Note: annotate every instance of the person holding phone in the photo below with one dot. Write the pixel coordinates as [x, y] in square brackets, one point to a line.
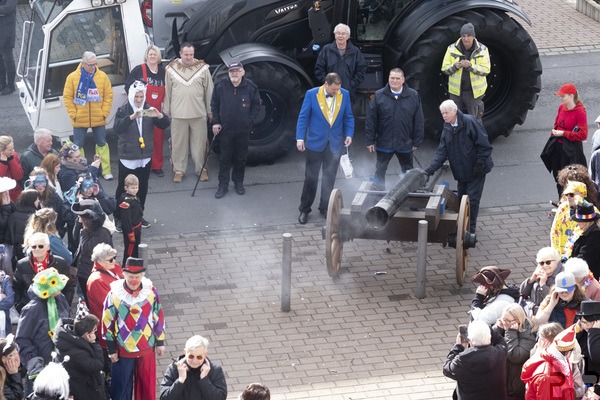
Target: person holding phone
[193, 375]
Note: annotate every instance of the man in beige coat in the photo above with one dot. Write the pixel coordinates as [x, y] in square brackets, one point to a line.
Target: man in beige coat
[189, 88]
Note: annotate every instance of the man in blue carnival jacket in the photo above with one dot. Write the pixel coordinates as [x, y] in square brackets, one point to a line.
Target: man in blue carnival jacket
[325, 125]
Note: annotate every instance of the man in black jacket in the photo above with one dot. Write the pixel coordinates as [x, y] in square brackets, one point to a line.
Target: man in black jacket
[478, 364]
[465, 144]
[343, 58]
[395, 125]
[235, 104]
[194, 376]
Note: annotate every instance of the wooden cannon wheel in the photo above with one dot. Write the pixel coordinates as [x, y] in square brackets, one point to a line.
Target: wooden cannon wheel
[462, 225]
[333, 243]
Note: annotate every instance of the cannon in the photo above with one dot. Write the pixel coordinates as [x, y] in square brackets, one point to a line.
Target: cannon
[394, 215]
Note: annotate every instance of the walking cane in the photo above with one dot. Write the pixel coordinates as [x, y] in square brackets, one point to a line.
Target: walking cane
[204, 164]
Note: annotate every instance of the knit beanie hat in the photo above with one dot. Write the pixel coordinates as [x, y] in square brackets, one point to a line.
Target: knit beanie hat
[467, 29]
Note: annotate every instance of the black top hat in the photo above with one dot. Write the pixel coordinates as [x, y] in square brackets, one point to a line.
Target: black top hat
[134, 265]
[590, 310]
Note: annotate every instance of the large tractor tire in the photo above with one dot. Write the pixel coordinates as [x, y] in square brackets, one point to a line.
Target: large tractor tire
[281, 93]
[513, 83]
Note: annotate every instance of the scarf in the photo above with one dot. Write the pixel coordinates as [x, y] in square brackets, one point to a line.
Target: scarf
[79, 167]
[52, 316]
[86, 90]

* * *

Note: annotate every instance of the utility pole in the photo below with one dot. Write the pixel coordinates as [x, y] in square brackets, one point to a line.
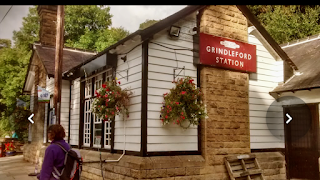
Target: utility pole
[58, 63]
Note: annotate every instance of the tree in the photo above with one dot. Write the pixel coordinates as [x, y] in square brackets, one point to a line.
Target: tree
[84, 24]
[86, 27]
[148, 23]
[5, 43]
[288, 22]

* * *

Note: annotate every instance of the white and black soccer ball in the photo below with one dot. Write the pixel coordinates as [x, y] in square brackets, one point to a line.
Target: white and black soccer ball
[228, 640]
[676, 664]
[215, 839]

■ **CHALLENGE**:
How many lines in the items above contain the string "beanie"? Reply with the number alone.

■ **RESPONSE**:
2